---- Entries shown

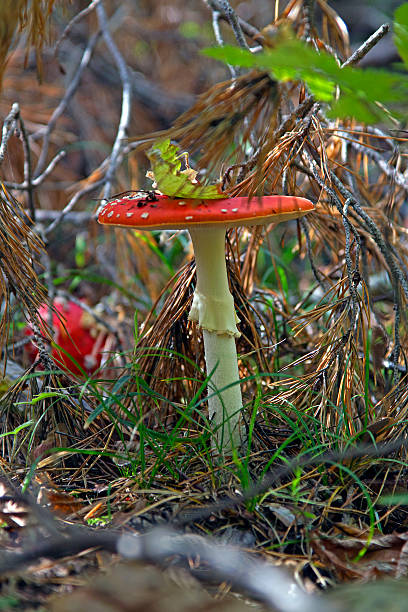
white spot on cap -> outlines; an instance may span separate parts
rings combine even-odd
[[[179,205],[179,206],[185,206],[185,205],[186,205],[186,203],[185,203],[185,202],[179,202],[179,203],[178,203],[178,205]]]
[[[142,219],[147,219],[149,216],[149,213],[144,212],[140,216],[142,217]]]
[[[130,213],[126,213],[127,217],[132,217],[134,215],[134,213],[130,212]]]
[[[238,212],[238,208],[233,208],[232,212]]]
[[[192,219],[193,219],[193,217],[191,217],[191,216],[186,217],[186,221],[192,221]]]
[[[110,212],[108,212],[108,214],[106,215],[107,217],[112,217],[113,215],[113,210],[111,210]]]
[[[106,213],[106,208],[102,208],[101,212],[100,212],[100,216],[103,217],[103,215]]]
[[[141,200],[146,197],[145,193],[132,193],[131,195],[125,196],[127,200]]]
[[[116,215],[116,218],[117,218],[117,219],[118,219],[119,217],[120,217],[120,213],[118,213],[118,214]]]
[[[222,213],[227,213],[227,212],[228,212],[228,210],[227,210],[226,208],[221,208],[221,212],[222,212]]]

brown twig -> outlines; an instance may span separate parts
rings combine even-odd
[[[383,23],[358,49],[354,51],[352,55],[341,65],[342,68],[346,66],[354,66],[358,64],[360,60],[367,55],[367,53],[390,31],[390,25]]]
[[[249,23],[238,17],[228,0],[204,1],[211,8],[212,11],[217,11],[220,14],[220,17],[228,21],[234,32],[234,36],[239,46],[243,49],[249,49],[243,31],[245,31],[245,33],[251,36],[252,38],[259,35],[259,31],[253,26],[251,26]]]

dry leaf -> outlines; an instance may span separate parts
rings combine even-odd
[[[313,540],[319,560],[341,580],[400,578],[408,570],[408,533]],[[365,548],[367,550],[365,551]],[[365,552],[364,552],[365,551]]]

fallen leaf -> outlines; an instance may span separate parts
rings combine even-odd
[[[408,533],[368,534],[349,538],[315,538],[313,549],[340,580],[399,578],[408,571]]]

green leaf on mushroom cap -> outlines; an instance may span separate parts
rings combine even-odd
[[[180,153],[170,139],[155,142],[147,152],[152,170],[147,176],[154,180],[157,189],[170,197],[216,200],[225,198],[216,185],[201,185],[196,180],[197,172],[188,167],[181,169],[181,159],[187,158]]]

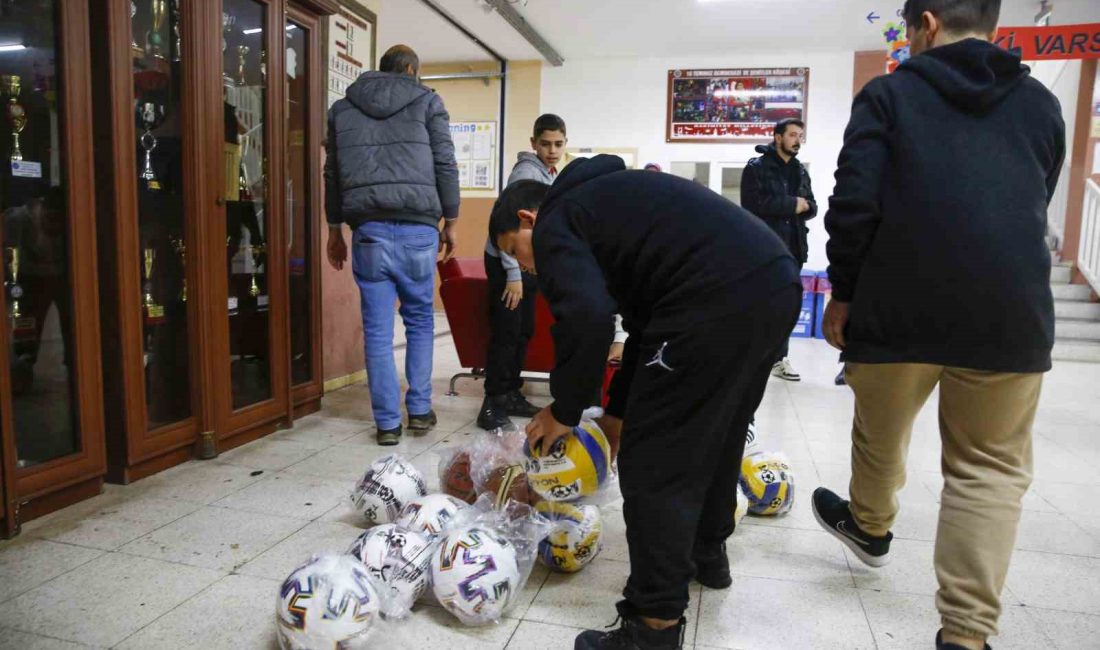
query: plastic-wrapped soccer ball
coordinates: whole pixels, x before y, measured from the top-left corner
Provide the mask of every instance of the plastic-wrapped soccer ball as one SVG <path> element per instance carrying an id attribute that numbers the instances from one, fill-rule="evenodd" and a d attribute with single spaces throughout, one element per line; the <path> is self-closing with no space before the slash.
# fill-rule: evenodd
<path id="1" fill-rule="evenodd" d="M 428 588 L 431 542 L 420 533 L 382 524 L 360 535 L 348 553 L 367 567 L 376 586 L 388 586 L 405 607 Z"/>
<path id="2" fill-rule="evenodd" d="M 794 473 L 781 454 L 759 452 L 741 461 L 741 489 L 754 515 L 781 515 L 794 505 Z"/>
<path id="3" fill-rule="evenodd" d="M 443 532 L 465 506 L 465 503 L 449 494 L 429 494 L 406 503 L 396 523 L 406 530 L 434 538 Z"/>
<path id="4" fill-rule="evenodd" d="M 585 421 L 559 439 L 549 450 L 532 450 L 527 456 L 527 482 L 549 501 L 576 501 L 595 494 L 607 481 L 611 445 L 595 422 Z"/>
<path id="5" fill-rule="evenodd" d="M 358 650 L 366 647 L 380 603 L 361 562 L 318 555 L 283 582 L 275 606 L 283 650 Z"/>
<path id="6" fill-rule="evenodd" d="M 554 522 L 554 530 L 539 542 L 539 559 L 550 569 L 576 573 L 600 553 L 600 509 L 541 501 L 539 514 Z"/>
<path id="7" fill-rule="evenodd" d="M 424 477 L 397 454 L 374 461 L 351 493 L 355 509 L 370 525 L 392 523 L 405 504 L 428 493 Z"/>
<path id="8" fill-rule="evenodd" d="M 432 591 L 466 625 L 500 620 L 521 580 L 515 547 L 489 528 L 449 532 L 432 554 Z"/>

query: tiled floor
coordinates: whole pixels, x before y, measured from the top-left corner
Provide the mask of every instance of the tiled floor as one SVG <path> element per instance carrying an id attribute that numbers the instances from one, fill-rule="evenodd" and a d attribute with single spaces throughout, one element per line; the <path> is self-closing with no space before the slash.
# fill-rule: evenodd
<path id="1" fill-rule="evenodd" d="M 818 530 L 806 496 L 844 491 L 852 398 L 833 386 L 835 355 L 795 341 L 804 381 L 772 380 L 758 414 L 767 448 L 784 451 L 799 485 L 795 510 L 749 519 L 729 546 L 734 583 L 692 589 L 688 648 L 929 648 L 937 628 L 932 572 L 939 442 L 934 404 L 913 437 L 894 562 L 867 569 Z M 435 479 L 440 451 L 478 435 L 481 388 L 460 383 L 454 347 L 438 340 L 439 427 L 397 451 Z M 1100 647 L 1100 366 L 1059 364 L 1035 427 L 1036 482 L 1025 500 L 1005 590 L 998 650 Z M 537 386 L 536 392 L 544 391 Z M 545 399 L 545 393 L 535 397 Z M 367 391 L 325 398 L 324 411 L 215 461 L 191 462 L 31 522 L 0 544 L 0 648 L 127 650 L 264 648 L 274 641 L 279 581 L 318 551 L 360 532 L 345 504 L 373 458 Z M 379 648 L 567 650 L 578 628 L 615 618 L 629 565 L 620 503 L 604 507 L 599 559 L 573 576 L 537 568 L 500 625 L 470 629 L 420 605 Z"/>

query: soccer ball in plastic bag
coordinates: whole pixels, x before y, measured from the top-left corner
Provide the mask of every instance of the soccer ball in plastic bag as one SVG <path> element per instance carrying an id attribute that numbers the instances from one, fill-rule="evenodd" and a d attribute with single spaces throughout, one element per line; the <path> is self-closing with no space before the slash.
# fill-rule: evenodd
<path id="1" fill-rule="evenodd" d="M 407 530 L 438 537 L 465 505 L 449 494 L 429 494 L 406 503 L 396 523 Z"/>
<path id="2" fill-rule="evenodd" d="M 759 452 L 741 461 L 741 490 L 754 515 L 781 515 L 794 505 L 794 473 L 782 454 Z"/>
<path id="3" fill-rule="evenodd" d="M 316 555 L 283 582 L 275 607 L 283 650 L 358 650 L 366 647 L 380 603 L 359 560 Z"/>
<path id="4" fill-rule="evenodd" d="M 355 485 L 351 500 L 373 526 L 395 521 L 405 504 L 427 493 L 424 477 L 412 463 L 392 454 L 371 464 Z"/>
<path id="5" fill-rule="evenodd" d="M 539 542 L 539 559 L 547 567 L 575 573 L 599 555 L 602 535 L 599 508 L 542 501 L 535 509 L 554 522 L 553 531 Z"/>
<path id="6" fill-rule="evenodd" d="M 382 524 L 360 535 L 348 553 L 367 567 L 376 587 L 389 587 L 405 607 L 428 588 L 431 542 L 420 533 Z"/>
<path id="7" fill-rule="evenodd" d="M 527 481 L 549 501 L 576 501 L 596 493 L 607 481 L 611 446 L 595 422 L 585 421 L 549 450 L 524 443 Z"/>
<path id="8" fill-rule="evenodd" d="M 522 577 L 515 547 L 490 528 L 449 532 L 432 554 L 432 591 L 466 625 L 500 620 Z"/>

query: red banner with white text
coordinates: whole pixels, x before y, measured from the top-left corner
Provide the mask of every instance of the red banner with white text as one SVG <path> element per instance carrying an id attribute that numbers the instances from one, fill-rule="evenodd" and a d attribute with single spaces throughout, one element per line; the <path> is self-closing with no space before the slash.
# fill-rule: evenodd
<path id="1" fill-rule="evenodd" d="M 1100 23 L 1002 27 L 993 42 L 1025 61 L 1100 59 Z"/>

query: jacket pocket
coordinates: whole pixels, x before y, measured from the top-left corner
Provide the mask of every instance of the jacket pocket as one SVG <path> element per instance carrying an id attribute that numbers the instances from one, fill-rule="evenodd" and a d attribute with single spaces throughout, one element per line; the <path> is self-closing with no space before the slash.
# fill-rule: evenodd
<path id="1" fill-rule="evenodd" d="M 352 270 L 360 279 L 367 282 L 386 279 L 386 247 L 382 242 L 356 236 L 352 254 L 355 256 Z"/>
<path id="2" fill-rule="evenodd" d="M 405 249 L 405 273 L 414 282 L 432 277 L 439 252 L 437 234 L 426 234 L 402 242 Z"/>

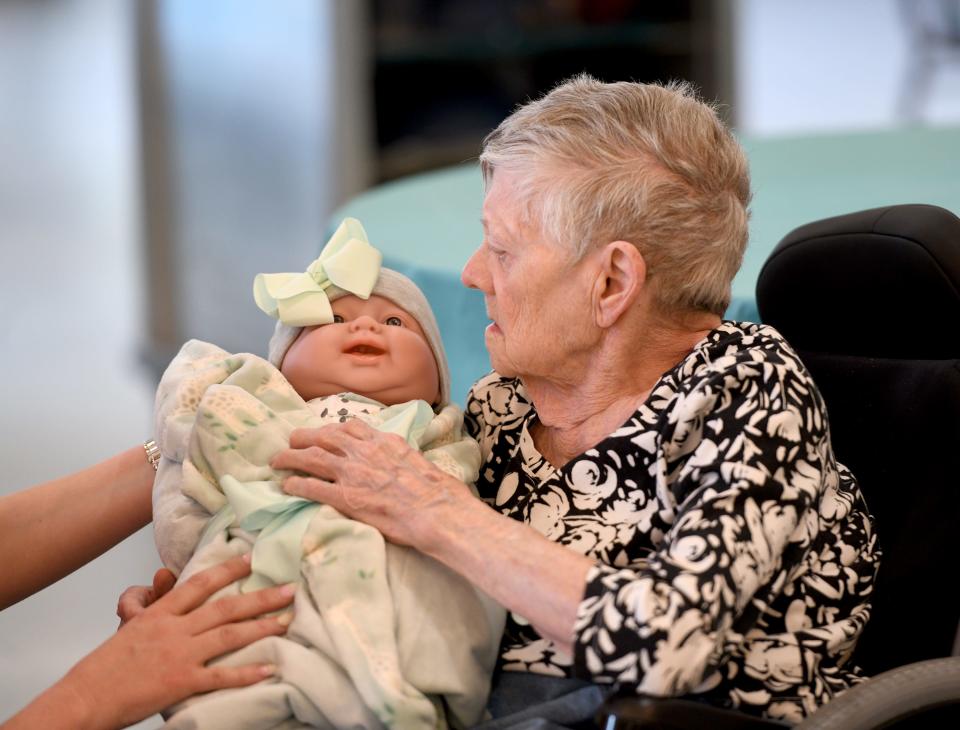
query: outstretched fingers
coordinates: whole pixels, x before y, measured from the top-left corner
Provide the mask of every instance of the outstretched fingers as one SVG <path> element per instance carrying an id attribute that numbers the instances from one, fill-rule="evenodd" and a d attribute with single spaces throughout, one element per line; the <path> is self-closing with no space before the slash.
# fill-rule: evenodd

--------

The task → Could you transcribe exactly the lines from the start of the records through the line containing "brown twig ->", both ends included, leaving the pictures out?

Completed task →
white spot on cap -> outlines; an instance may span separate parts
rings combine even-odd
[[[179,205],[179,206],[185,206],[185,205],[186,205],[186,203],[185,203],[185,202],[179,202],[179,203],[178,203],[178,205]]]
[[[142,219],[147,219],[149,216],[149,213],[144,212],[140,216],[142,217]]]
[[[130,213],[126,213],[127,217],[132,217],[134,215],[134,213],[130,212]]]
[[[238,212],[238,208],[233,208],[232,212]]]
[[[192,219],[193,219],[193,217],[191,217],[191,216],[186,217],[186,221],[192,221]]]
[[[110,212],[108,212],[108,214],[106,215],[107,217],[112,217],[113,215],[113,210],[111,210]]]
[[[106,213],[106,208],[102,208],[101,212],[100,212],[100,216],[103,217],[103,215]]]
[[[141,200],[146,197],[145,193],[132,193],[131,195],[125,196],[127,200]]]
[[[116,215],[116,218],[117,218],[117,219],[118,219],[119,217],[120,217],[120,213],[118,213],[118,214]]]
[[[222,213],[227,213],[227,212],[228,212],[228,210],[227,210],[226,208],[221,208],[221,212],[222,212]]]

brown twig -> outlines; an instance may span separate parts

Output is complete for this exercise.